◆ Exercise requirements
Please output exactly the lines that run from the line with "Query: orange" through the final line of the data, inclusive, and nothing more.

◆ Data in this exercise
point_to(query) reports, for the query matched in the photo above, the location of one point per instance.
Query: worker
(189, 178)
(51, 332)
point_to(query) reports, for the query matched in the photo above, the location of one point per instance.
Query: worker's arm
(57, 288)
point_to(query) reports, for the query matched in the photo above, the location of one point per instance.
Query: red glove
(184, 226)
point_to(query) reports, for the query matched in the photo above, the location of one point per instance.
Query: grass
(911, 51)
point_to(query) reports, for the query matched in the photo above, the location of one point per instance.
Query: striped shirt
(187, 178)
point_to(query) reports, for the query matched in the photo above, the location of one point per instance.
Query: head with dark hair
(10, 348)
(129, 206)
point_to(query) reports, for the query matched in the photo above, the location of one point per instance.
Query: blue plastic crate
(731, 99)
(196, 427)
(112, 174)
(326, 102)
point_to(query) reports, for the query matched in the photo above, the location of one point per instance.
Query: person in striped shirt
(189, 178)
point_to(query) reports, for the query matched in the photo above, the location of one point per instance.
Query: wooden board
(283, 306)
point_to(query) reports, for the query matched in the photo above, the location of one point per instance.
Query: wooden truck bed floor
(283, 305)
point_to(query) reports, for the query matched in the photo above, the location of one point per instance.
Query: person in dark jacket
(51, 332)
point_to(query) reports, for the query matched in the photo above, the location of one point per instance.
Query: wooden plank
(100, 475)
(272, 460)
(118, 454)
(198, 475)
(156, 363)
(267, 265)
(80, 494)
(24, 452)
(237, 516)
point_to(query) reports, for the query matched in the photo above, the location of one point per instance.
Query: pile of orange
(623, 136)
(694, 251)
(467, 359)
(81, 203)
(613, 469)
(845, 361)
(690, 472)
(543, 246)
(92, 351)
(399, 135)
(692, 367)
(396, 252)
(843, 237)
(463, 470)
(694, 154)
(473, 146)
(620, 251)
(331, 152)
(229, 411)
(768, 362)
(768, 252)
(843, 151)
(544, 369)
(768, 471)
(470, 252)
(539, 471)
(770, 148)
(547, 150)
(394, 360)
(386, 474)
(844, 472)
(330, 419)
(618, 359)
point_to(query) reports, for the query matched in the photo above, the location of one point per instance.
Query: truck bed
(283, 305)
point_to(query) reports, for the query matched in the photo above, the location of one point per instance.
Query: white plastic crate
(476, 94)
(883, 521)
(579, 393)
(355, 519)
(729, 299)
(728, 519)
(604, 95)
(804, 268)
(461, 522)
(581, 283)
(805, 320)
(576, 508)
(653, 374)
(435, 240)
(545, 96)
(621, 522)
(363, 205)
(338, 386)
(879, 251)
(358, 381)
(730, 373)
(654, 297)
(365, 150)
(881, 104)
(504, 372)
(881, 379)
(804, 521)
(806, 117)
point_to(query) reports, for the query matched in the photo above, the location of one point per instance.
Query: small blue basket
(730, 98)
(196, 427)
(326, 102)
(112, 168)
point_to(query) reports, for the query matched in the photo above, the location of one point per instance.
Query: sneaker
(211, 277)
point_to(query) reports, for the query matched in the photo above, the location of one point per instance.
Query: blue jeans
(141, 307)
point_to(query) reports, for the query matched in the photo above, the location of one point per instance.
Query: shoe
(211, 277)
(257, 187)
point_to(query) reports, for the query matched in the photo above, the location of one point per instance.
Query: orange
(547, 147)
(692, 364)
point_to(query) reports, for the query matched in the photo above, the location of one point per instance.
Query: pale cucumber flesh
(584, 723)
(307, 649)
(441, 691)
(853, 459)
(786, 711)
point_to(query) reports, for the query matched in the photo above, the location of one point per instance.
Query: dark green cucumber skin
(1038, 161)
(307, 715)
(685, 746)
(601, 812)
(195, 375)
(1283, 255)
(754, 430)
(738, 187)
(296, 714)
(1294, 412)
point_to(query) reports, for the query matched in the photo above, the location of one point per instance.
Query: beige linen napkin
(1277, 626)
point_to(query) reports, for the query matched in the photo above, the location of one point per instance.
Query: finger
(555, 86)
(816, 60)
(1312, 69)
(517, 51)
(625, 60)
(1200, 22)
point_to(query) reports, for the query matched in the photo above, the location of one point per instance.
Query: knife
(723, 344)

◆ Result of the exercise
Query: orange
(547, 147)
(692, 364)
point_to(query) reports, for the query matched in the photo above, the location of one point per instance.
Query: pale cucumber flesh
(584, 723)
(307, 649)
(441, 691)
(853, 459)
(786, 711)
point_to(query) reports, for the query matched in the photo above, the location of one point per instance.
Query: dark green cucumber skin
(1038, 161)
(307, 715)
(685, 746)
(601, 812)
(195, 375)
(1283, 255)
(754, 430)
(738, 187)
(296, 714)
(1294, 412)
point_to(query) reports, for the query matched in the photo above, the location of one point per instance.
Query: beige linen napkin
(1277, 626)
point_to(query) reports, for the query matched in the photo above, the location of one point per instance.
Query: finger
(555, 86)
(816, 60)
(1312, 69)
(517, 51)
(625, 60)
(1200, 22)
point_to(query) reports, for the query matched in the photo above, the location of one point per instance.
Query: knife
(723, 344)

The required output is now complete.